Given instruction a:
In the SPECTRE review below, which Bond film does the writer call a favorite of all time?

Text to read:
5 Reasons SPECTRE Was A Fantastic Bond Movie

SPECTRE opens

I am a huge James Bond fan even if I don’t love every James Bond movie.  Casino Royale was amazing and then Quantum of Solace came in and stunk up the place.  Then we were given Skyfall, an amazing movie and my favorite Bond film of all time.  So to have the entire creative team come back for SPECTRE made me incredibly excited.

Life got in the way of me seeing SPECTRE for far too long.  This is the first Bond film I didn’t see on opening night since the 90s.  But I finally did get to see it and I have to say, the mediocre reviews and sup-bar box office performance has me stumped because this is a fantastic James Bond movie.  Here are 5 reasons why but be warned, they have some SPECTRE and Skyfall spoilers after the break.

Data provided:

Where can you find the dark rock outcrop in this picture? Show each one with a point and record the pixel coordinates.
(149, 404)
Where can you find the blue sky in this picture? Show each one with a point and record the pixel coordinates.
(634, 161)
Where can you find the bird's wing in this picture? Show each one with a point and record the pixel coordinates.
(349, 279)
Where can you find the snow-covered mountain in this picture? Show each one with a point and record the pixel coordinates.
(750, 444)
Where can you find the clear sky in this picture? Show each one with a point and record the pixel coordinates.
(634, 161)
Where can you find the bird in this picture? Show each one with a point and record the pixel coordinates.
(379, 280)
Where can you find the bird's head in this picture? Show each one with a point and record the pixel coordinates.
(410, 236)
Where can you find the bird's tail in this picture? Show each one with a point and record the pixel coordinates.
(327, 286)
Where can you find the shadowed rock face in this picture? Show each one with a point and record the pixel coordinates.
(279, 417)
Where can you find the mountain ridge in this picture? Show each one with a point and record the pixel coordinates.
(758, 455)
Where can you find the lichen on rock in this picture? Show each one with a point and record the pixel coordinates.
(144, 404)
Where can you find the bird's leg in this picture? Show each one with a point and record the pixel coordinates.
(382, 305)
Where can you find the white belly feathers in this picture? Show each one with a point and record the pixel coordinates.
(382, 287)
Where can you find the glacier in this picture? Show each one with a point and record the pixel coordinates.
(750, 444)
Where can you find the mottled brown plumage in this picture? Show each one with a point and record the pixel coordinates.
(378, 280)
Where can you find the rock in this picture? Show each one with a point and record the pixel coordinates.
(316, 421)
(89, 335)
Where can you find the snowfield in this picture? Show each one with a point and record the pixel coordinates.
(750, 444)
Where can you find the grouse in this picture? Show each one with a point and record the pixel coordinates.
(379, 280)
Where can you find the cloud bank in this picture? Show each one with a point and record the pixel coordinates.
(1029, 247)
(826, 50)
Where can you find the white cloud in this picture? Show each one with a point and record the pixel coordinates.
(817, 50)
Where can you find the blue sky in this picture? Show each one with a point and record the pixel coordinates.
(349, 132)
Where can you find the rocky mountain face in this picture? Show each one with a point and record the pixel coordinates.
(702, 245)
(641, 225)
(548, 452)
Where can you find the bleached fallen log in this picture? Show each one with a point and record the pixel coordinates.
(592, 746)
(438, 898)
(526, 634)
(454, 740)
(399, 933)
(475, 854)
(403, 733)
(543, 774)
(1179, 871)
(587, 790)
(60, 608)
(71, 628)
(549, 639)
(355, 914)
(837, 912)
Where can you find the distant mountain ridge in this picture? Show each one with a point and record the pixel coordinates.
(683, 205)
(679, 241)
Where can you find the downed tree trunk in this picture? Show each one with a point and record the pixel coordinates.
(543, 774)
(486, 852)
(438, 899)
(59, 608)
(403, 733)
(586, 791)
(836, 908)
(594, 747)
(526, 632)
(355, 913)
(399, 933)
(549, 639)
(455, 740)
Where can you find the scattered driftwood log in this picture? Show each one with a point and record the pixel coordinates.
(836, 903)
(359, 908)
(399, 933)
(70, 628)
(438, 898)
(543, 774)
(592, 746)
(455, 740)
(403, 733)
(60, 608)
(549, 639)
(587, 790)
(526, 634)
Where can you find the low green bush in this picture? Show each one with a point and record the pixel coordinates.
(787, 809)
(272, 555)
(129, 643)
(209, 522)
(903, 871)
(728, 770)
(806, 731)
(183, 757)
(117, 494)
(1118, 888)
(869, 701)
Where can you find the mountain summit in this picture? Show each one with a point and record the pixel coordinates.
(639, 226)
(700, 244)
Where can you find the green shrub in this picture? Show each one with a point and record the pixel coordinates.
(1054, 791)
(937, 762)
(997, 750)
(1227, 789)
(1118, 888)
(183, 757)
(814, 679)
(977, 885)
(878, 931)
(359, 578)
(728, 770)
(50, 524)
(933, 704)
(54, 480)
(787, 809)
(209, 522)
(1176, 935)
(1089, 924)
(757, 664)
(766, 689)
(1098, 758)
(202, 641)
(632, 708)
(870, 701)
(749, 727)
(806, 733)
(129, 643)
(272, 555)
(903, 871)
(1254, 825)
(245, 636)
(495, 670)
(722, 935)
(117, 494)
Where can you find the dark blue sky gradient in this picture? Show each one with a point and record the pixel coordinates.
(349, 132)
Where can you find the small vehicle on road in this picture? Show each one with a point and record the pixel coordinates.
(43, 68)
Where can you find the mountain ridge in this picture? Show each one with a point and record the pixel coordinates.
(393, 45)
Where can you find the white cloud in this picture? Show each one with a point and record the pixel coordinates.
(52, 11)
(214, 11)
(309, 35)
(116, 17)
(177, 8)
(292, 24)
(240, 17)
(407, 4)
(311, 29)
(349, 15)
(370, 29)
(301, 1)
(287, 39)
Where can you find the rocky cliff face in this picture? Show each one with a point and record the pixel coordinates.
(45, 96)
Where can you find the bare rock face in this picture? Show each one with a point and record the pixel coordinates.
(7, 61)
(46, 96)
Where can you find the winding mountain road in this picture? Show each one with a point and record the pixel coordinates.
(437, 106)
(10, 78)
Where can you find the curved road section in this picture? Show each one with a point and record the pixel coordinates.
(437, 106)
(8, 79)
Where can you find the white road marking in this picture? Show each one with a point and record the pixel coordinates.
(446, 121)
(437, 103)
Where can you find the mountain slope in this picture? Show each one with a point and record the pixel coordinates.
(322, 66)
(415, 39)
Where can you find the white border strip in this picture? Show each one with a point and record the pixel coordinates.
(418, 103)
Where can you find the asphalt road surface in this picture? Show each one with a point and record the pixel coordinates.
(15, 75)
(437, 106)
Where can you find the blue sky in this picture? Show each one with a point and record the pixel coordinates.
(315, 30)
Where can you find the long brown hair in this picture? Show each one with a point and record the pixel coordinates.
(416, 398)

Given instruction b:
Gather each line of the entries above that contains the word "dark" and copy it out in full.

Response a:
Skyfall

Response b:
Where can you find the dark rock outcrop in this picture? Show each one with a point and record the pixel coordinates.
Where can you find the dark blue sky gradient in this picture? Show each one with a point and record the pixel coordinates.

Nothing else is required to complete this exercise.